Texte proposé -

━━━

En Île de France, les constats de l'audit du cabinet EY, effectué à la demande de la nouvelle majorité, sont particulièrement sévères: dégradation  des finances régionales, envolée des dépenses de fonctionnement, augmentation significative de la fiscalité régionale et capacité de désendettement qui se dégrade... Parmi les dépenses de fonctionnement à l'amende, on trouve les dépenses de personnel avec une croissance des effectifs centraux soutenue avec +18% entre 2010 et 2015, tandis que le temps de travail des agents, 1.568 heures, est non seulement dérogatoire mais encore irrégulier ; même chose pour le régime de certaines primes. Autant de difficultés qui rendent une baisse des dépenses de fonctionnement incontournable pour la nouvelle Présidente, Valérie Pécresse.

Une dégradation significative de la situation financière régionale entre 2010 et 2015

EY[1] met en avant une dégradation significative de la situation financière régionale entre 2010 et 2015 liée à la mise en évidence tout d’abord d’un effet ciseau. Celui-ci résulte d’une augmentation des dépenses de fonctionnement sur la période de 37% sur la période (passage de 2,42 milliards d’euros à 3,33 milliards) tandis que les recettes de fonctionnement elles s’appréciaient de 21% (passage de 3,37 milliards d’euros à 4,089 milliards). Il en a résulté mécaniquement un effondrement de l’épargne de gestion (-20%) en cinq ans, dont le taux baisse de 10 points passant de 28% des recettes réelles de fonctionnement (RRF) à 18%.

A ce point de l’analyse il faut que le lecteur dispose d’une définition au moins sommaire de certains SIG (solde intermédiaires de gestion) régionaux.

  • L’épargne de gestion résulte du différentiel entre les recettes réelles de fonctionnement moins les dépenses réelles de fonctionnement. On en déduit un taux d’épargne de gestion (EG/RRF[2]).

━━━

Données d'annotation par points
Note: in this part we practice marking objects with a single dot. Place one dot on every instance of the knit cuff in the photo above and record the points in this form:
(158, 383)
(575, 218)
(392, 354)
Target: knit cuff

━━━

Consigne écrite - Quels sont les constats de l'audit du cabinet EY énumérés dans la première phrase du texte proposé ?

Corrigé -
- dégradation des finances régionales
- envolée des dépenses de fonctionnement
- augmentation significative de la fiscalité régionale
- capacité de désendettement qui se dégrade